INSTRUCTION –
Turn part of the listing below into a numbered list with no blank lines. Start with the line containing "opening in brick" and continue through the line containing "[[0, 174, 480, 343]]".

SOURCE MATERIAL –
▬▬▬▬▬▬▬▬▬▬

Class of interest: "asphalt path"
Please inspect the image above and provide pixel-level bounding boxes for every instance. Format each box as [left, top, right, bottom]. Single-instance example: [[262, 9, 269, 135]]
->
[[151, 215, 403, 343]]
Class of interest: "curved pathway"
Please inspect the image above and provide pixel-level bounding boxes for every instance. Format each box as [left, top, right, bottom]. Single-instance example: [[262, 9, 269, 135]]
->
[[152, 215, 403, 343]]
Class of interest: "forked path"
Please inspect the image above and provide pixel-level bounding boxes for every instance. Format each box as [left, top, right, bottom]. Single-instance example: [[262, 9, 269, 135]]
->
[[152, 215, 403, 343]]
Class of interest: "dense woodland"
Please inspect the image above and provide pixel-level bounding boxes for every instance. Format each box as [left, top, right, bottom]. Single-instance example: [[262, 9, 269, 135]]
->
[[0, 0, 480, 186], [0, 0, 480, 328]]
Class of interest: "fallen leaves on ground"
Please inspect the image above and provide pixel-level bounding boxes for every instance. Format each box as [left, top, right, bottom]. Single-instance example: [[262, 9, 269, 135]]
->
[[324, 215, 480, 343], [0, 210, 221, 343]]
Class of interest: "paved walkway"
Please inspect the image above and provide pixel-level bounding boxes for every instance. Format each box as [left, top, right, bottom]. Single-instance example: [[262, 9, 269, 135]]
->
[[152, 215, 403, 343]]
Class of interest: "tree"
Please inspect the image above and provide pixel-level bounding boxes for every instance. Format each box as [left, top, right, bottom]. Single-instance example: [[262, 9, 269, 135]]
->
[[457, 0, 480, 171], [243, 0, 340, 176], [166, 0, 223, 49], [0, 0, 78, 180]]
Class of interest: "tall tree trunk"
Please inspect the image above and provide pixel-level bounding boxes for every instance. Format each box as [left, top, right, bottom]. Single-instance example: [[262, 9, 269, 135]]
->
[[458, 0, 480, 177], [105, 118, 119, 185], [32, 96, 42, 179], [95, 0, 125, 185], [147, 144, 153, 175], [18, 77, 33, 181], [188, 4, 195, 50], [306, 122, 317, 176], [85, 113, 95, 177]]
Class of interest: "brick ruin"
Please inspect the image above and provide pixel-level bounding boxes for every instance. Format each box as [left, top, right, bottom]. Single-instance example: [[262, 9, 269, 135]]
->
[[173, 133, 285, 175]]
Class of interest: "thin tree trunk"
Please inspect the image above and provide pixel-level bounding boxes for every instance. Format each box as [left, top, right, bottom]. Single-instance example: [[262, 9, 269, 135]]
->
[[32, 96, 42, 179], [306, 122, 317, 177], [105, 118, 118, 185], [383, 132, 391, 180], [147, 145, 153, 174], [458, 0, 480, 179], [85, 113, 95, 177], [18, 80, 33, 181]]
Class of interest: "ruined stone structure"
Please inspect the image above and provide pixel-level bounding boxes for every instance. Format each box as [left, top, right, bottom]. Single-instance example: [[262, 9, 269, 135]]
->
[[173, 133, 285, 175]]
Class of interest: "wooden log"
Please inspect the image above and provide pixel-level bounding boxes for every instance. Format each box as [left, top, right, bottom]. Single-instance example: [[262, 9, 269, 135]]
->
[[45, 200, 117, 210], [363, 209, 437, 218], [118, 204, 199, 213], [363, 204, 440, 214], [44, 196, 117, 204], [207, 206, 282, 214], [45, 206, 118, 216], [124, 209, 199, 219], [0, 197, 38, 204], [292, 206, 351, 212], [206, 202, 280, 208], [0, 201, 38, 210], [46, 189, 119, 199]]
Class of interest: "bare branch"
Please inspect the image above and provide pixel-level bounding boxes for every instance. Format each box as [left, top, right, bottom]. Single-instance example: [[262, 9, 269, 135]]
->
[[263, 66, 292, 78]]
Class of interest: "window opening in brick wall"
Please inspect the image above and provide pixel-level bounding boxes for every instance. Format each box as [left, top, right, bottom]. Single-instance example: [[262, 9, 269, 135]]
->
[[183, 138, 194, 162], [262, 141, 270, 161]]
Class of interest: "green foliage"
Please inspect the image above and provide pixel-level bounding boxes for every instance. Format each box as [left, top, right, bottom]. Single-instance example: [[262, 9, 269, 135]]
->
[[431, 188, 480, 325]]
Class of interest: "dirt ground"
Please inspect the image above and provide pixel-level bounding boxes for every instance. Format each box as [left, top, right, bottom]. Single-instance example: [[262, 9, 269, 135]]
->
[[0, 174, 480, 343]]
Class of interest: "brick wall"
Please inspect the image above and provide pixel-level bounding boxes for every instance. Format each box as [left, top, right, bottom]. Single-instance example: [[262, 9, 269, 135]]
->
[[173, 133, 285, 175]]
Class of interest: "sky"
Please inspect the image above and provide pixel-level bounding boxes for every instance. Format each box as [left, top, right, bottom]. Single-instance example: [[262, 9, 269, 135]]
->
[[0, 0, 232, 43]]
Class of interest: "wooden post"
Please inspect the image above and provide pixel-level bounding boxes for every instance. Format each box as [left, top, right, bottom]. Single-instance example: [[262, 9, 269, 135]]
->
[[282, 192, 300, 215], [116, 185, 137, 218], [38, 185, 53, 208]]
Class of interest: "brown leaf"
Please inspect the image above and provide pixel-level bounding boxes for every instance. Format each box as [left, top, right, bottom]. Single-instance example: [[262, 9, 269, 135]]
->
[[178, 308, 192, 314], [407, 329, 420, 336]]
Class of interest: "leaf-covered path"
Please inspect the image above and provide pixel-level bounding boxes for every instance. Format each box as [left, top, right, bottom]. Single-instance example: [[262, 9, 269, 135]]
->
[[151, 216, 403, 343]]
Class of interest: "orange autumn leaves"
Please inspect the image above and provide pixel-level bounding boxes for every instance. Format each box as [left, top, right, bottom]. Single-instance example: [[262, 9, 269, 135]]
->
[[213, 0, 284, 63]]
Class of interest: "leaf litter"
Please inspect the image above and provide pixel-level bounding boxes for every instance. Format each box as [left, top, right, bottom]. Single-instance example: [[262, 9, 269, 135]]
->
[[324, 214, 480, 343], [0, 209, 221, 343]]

▬▬▬▬▬▬▬▬▬▬

THE ANSWER –
1. Class of interest: "window opening in brick wall"
2. Please inspect the image above and provide pixel-level bounding boxes for every instance. Format each box as [left, top, right, bottom]. Single-instance example: [[262, 9, 269, 135]]
3. ->
4. [[183, 138, 194, 162], [262, 141, 270, 161]]
5. Class of interest: "green foliage"
6. Please inspect the image above and provide pixel-level bounding boxes for every instance. Format each box as [left, top, right, bottom]. Single-instance example: [[262, 9, 269, 135]]
7. ->
8. [[431, 188, 480, 325]]
9. Class of interest: "dirt ground"
10. Please inspect the image above and provide pixel-level bounding boxes for every instance. Format each box as [left, top, right, bottom]. Single-instance example: [[262, 9, 269, 135]]
11. ->
12. [[0, 174, 480, 343]]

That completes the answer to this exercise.